* _Task list_
a – Answer these from the text on company dividends:
(i) Who declares an interim dividend?
(ii) Within how many days of declaration must the dividend amount be moved to the separate bank account?
(iii) Which law's provisions does the text say will follow?
b – Carry on the text on company dividends, starting right after its last sentence.

* _Quoted text_
————————

In case of the declaration final dividend, the board of directors makes the recommendation to the shareholders after the books of accounts are audited and the shareholders approve and declare the dividend recommended by the board of directors. In the case of interim dividend, the same is declared by the board of directors in between the two annual general meetings and it does not call for the approval of the shareholders and is paid to the members of the company as and when declared.
As and when the dividend is declared either a final dividend or interim dividend, the company needs to open a separate bank account titled as “dividend / interim dividend account with a scheduled bank and transfer the entire amount of dividend payable to this account within five days of declaration and give a copy of the board resolution containing instructions regarding the opening of the account and give the authority to bank to honour the dividend warrants when presented.
The company is required to ensure that the amount of dividend payable is transferred to a separate bank account within five days of the declaration of the dividend and the company does not commit any default in transferring the amount.
2. Relevant provisions of the Companies Act
The following are the relevant provisions under the Companies Act 2013 on this matter.

————————

* _Entries supplied_
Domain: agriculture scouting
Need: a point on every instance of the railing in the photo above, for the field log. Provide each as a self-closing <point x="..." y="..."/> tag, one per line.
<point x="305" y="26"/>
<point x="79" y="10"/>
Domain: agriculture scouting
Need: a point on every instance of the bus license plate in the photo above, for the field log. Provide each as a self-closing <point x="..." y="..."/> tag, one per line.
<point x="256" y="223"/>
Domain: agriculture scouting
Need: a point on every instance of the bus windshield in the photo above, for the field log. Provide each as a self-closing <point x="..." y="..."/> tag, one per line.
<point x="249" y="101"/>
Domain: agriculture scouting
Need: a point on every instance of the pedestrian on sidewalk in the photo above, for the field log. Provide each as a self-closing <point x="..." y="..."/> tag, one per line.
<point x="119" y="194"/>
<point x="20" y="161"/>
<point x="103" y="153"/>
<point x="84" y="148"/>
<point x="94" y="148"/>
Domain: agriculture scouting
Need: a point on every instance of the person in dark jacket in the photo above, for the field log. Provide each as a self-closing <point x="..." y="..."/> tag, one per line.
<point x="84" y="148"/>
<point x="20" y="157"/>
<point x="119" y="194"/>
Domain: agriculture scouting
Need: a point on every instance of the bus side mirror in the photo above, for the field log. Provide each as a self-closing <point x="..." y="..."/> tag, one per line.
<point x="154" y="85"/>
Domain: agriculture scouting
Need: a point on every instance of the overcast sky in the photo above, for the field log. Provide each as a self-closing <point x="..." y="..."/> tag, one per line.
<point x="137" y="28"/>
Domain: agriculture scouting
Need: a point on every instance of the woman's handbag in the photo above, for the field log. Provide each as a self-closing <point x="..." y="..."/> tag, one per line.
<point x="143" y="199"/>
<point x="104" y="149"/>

————————

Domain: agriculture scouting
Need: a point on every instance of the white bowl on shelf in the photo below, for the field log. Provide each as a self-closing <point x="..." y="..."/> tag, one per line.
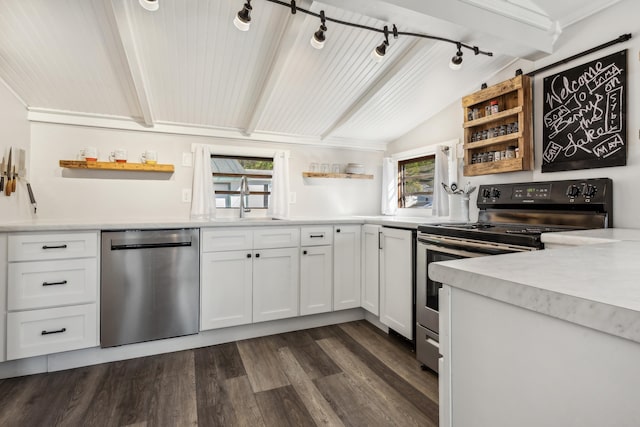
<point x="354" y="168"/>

————————

* _Task responses_
a –
(i) The board of directors.
(ii) Five days.
(iii) The Companies Act 2013.

b –
As per the provisions under the Companies Act 2013, section 123 (3) speaks about the declaration of the interim dividend by the board of directors along with the source from which the dividend could declare. Section 123 (4) of the Companies Act 2013 spells out that the amount of the dividend (final or interim) both are required to be deposited in a separate bank account within five days from the date of declaration of the dividend in a scheduled bank. The extracts of both sections are given below for the ready reference.
Section 123 (3):- The Board of Directors of a company may declare an interim dividend during any financial year or anytime during the period from the closure of the financial year till the holding of the annual general meeting out of the surplus in the profit and loss account or out of profits of the financial year for which such interim dividend is sought to be declared or out of profit generated in the financial year till the quarter preceding the date of declaration of the interim dividend.
Provided that in case the company has incurred a loss during the current financial year up to the end of the quarter immediately preceding the date of declaration of interim dividend, then such interim dividend shall not be declared at a rate higher than the average dividends declared by the company during the immediately preceding three financial years.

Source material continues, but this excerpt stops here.